**СУТЬ ЗАДАНИЯ:** Переименуйте «brass» в «gilded» в строках начиная со строки, где есть «get_bbox(panel molding)», и заканчивая строкой, где есть «[292,152,360,291]», включительно. Приведите эти строки целиком, больше ничего в них не меняя.

[Строки из набора для разметки]
^^^^^^^^^^^^^^^^

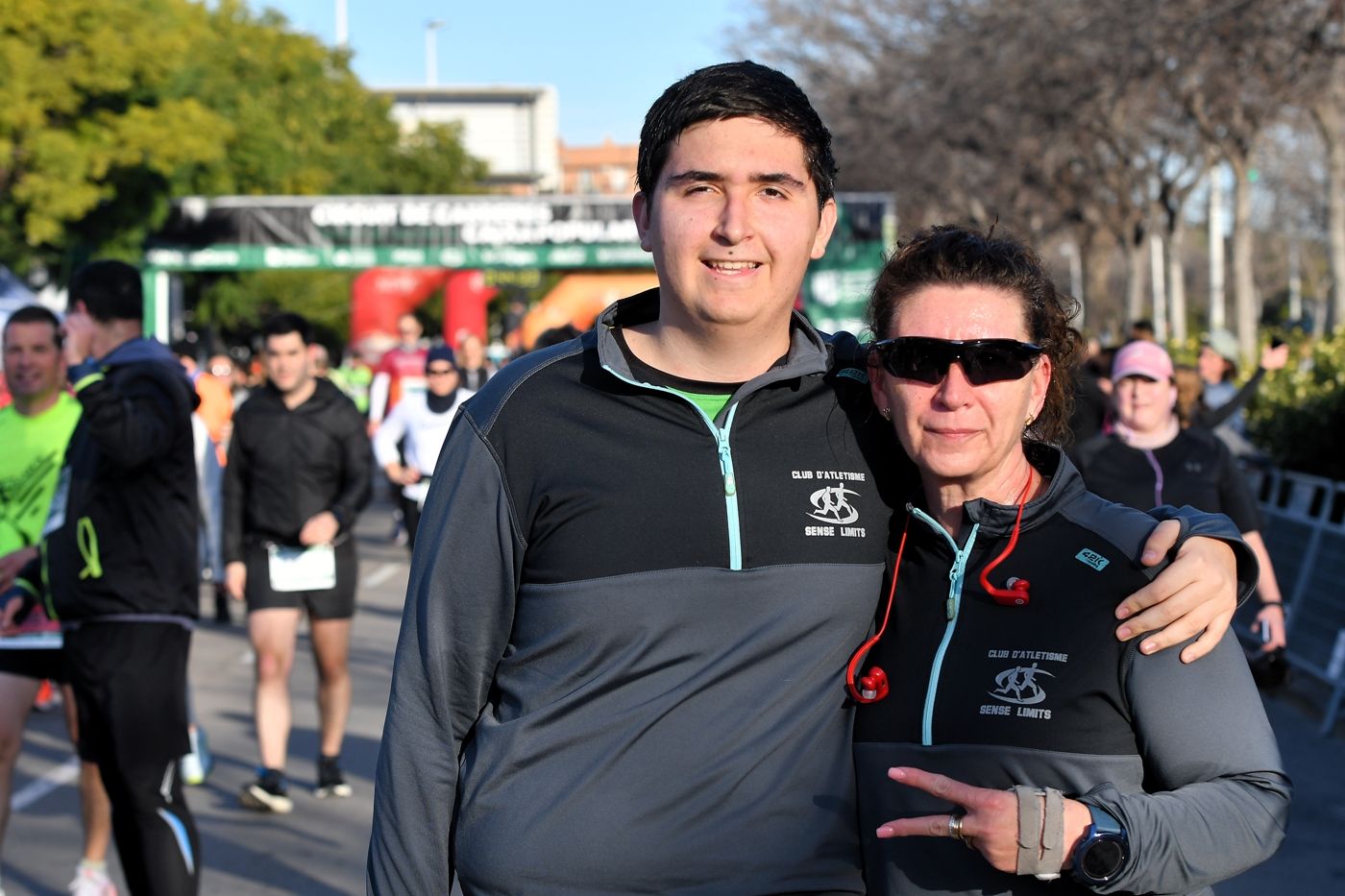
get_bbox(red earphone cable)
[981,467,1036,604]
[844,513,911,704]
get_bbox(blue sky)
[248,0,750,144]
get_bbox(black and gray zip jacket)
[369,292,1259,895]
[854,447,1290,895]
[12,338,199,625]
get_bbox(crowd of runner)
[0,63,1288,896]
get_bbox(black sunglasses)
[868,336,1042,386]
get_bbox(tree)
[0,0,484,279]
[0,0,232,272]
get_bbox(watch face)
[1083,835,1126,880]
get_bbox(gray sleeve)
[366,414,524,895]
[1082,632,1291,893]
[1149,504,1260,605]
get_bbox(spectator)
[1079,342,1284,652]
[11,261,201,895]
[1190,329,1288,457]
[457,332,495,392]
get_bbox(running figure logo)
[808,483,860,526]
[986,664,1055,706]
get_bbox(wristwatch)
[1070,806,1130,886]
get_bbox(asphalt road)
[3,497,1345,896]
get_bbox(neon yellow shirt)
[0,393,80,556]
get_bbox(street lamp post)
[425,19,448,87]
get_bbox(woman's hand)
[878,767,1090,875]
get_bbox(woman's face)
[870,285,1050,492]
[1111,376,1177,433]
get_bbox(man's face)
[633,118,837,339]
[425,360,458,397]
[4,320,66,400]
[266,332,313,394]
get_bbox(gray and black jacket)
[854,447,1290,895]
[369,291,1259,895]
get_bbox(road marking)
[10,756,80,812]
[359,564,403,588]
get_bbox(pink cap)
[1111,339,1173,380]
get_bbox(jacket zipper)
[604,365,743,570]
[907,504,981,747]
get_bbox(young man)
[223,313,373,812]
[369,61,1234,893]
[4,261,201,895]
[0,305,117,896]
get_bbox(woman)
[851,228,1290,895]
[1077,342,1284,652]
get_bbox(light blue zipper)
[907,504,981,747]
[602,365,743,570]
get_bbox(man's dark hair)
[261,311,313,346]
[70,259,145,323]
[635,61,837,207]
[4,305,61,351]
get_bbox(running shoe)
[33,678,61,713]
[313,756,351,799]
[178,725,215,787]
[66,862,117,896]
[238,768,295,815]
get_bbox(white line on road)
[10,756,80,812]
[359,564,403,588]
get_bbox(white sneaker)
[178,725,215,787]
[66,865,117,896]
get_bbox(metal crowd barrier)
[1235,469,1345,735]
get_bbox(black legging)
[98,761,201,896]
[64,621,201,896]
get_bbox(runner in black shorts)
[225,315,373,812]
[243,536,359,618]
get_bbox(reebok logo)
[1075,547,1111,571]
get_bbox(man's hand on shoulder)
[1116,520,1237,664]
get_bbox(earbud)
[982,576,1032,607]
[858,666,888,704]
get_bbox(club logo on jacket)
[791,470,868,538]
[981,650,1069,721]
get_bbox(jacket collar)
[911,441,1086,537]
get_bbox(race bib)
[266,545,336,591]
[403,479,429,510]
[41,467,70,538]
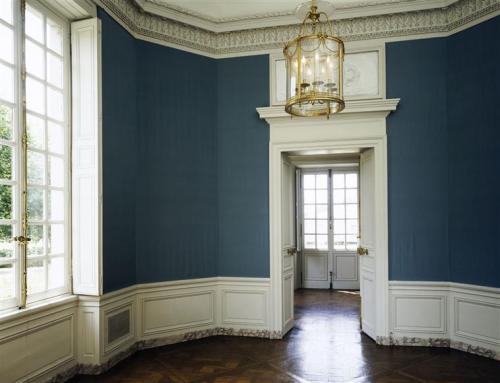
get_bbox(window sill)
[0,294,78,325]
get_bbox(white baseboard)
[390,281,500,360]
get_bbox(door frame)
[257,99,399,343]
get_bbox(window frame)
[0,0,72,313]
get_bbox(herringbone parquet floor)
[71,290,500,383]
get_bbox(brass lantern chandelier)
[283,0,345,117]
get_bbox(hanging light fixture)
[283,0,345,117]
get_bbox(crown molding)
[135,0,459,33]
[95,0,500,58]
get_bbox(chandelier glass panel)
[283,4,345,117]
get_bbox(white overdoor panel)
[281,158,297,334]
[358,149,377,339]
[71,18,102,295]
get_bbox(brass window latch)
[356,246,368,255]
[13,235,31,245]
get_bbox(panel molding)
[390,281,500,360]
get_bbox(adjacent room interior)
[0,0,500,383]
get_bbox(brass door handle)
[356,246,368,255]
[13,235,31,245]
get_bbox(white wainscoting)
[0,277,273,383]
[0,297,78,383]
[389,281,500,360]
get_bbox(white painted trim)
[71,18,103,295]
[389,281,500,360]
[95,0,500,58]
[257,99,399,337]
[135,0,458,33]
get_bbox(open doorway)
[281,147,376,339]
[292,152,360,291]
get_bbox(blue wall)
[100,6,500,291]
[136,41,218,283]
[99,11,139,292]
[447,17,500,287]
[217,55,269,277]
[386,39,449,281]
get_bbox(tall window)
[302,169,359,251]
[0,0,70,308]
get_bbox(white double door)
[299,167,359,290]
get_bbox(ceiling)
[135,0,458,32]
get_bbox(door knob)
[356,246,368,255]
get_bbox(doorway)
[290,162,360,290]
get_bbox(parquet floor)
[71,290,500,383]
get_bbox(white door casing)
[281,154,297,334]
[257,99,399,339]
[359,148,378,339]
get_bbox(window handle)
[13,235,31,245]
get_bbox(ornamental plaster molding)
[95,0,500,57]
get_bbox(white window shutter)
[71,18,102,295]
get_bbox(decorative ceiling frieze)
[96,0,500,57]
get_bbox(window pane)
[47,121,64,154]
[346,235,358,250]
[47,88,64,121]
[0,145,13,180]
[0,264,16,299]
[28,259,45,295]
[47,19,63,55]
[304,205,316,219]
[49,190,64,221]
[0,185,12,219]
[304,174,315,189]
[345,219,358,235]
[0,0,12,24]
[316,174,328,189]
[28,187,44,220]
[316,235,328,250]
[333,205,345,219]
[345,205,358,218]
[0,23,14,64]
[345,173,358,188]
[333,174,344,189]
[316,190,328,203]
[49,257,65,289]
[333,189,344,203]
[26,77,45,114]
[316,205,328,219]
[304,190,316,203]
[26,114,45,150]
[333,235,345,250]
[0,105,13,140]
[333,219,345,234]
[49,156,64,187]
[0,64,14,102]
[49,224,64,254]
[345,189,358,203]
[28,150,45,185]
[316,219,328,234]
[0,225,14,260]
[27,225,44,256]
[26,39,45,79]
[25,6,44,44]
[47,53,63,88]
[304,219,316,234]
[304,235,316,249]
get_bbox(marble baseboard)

^^^^^^^^^^^^^^^^

**ОТВЕТ:**
get_bbox(panel molding)
[390,281,500,360]
get_bbox(adjacent room interior)
[0,0,500,383]
get_bbox(gilded door handle)
[356,246,368,255]
[13,235,31,245]
get_bbox(white wainscoting)
[0,277,273,383]
[0,297,78,383]
[389,281,500,360]
get_bbox(white painted trim)
[71,18,103,295]
[389,281,500,360]
[95,0,500,58]
[257,99,399,337]
[135,0,458,33]
get_bbox(open doorway)
[281,147,376,339]
[292,152,360,291]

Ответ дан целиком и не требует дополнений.